## Records supplied
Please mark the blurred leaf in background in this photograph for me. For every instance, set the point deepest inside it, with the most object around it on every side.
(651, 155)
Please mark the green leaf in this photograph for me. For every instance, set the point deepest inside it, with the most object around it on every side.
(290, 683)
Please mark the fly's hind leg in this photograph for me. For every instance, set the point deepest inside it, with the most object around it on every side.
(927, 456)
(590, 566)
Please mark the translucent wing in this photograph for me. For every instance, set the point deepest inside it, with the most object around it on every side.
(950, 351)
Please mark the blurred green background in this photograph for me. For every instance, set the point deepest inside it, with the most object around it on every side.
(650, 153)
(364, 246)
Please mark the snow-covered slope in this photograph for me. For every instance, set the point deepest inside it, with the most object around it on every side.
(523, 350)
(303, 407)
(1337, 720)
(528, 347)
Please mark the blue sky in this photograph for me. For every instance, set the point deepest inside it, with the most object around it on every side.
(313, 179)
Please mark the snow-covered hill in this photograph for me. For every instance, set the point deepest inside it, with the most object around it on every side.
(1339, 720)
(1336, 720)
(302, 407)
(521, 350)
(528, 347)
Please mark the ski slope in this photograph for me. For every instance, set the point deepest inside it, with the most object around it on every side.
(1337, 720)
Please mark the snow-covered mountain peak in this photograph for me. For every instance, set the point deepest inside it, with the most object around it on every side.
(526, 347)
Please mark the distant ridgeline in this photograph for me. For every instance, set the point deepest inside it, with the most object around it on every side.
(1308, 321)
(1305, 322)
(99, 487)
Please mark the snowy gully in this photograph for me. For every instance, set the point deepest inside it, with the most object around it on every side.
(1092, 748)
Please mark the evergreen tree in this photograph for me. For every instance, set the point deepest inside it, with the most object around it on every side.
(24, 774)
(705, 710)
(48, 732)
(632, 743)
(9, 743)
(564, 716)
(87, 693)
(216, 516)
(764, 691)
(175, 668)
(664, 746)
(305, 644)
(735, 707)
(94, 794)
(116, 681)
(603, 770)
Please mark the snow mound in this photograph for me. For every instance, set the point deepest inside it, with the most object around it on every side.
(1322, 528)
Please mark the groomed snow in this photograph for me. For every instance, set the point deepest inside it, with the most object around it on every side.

## What this task involves
Rewrite all of the data above, changing every "mark" to "locate" and keeping everything else the same.

## Answer to this exercise
Please locate the blurred leaf in background in this photograph for me. For every instance, set the point deepest inside it, with the most object around it on every side.
(651, 155)
Please locate the green leaf in this photograph for me. For every instance, set the point deepest inside it, with the most object around it on every side.
(290, 683)
Please locate the fly's hind leg in this photograph for me. For every instance, set the point deepest inside it, with the most object around it on every side.
(927, 456)
(590, 566)
Please locate the translucent wing in this photograph for me. For every instance, set the point deepest inside it, with the most object around it on every side.
(950, 351)
Please locate the blurred green background in this photograph for me. For every instance, set the point deepest inside it, with the most object around it on every side.
(650, 153)
(364, 246)
Please locate the snow-covered slope in this photograph for me. For every instance, set the point deepest inside it, with the most object around it on every side.
(523, 350)
(303, 407)
(1337, 720)
(528, 347)
Please locate the blue sky in this photograph for me. For every instance, set the point deepest inside it, with the most object around it on every side.
(313, 179)
Please locate the snow-covered hill in this photograph for me. For every instance, set the point deepest inside it, with the most object around it on every side.
(1339, 720)
(1336, 720)
(302, 407)
(521, 350)
(528, 347)
Please locate the ski slope in this photograph for me. For every instance, set the point deepest inside it, with the most object around it on every side.
(1337, 720)
Please locate the snow-covered mountain peak in this photograph for me. For every instance, set the point deepest inside it, with the most object around it on every side.
(526, 347)
Please locate the distant ridgeline in this photograph for me. For every instance, set the point deepest inside it, with the most object around it on every side.
(1308, 321)
(1305, 322)
(99, 487)
Please locate the snowy gully in this photograph for me. For every instance, set the point deepest inside it, with the most object around it on every side.
(1092, 748)
Please locate the evergreen tree in this photograph for me. For every instance, set the point deepest inside it, with the most object around it on every side.
(24, 774)
(705, 710)
(48, 732)
(632, 743)
(9, 743)
(564, 716)
(87, 693)
(216, 516)
(764, 691)
(175, 668)
(664, 746)
(305, 644)
(735, 707)
(94, 794)
(116, 681)
(603, 770)
Please locate the snow mound in this photograph for me. For every instance, set the point deepest inside it, with the most object around it on every side.
(1322, 528)
Please locate the groomed snow in this photograph for me. For every instance, set the point deepest inside it, with the most object around it on every side.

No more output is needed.